Лестер важно расхаживал по палубе флагманского судна, то отдавая приказания, то со скрещенными на груди руками вглядываясь вдаль. Как никто другой, он понимал, что последний раз выходил на поле битвы тридцать лет назад и что успехи его военной карьеры пришлись на годы царствования Марии Тюдор, когда он командовал артиллерией в Пикардии. Вид у Лестера был далеко не воинственный. Его тучная фигура, редеющая седая борода, потухший взгляд и морщины под глазами наводили скорее на мысль об усталости от жизни, нежели о боевом духе. И тем не менее королева выбрала его, а не нового амбициозного фаворита Уолтера Рэли и не племянника Лестера Сидни, которого она, впрочем, недолюбливала, и не кого-нибудь еще из горячих молодых людей, изо всех сил старавшихся подтолкнуть Елизавету к полномасштабной войне со старым неприятелем, королем Филиппом.

Да, в конце концов она выбрала Лестера, хотя и не без мучительных колебаний, когда одно решение сменяется другим. Недостаток опыта, неумение ладить с равными и подчиненными, у коих он неизменно вызывал глубокую неприязнь, сомнительная репутация государственного деятеля — все это было против него; в пользу же Лестера говорили его титул, богатство (хотя, чтобы снарядить эту экспедицию, ему пришлось изрядно залезть в долги), известная всем личная привязанность Елизаветы да и едва ли не королевский статус в глазах голландцев. И еще — неопределенность стремлений и, как ни странно, нетвердый характер. Елизавета боялась войны, в частности, потому, что дело это не женское и придется поделиться властью с мужчинами-военачальниками; ну а в лице Лестера она получала командира, который, отчасти из неумения строить собственные планы, будет делать все, как она велит.

События, предшествовавшие началу кампании, превратились для графа в чистый кошмар — королева любила такие фокусы. Получив извещение о назначении, Лестер заказал большое количество вооружения и провианта, разослал более двухсот писем с призывом стать под его знамена, и тут как раз явился нарочный с сообщением, что королева передумала. Она не может рисковать его жизнью. Она больна. Ей страшно, и надо, чтобы, когда боль становится особенно острой и она не может подняться с постели и уже прощается с жизнью, Лестер был рядом. Чего-то в этом роде граф, впрочем, и ожидал. Елизавета всегда зависела от него и никогда не любила отпускать его слишком далеко и надолго. А порой эта зависимость оборачивалась злобной мстительностью; так, Елизавета постоянно напоминала Лестеру, какую незаживающую рану он ей нанес, тайком женившись на дочери Франсиса Ноллиса.

С момента официального назначения, последовавшего в самом начале сентября, и до отплытия флота 8 декабря Елизавета держала графа в подвешенном состоянии. Лестер буквально места себе не находил. («Честное слово, — писал он Уолсингэму, чувствуя, что уже не может долее терпеть королевских капризов, — устал я от такой жизни».) Он был уверен, что, сколько бы людей ему ни удалось набрать и как бы основательно они ни были экипированы, Елизавета найдет к чему придраться. И командование перейдет к другому. Или вернется боль в ноге, или что-нибудь еще, какая-нибудь сущая ерунда снова заставит ее переменить решение — и вся столь тщательная подготовка пойдет прахом.

# ЗАПИСИ ДАННЫХ
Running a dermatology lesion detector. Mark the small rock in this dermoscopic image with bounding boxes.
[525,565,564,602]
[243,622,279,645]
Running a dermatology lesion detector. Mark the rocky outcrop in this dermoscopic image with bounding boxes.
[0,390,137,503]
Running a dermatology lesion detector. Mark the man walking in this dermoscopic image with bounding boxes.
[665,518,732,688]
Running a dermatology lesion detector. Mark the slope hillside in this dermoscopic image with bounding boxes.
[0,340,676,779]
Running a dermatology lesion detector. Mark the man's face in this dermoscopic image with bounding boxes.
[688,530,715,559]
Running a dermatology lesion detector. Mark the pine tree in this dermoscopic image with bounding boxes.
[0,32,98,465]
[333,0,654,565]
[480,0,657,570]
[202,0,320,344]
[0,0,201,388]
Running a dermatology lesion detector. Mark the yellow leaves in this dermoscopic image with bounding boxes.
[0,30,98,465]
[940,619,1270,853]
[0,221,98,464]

# ЗАДАНИЕ
Как будет выглядеть фрагмент текста от «Лестер важно расхаживал» до «неприятелем, королем Филиппом.» включительно, если заменить «Пикардии» на «Фландрии»?

# РЕШЕНИЕ ЗАДАНИЯ
Лестер важно расхаживал по палубе флагманского судна, то отдавая приказания, то со скрещенными на груди руками вглядываясь вдаль. Как никто другой, он понимал, что последний раз выходил на поле битвы тридцать лет назад и что успехи его военной карьеры пришлись на годы царствования Марии Тюдор, когда он командовал артиллерией в Фландрии. Вид у Лестера был далеко не воинственный. Его тучная фигура, редеющая седая борода, потухший взгляд и морщины под глазами наводили скорее на мысль об усталости от жизни, нежели о боевом духе. И тем не менее королева выбрала его, а не нового амбициозного фаворита Уолтера Рэли и не племянника Лестера Сидни, которого она, впрочем, недолюбливала, и не кого-нибудь еще из горячих молодых людей, изо всех сил старавшихся подтолкнуть Елизавету к полномасштабной войне со старым неприятелем, королем Филиппом.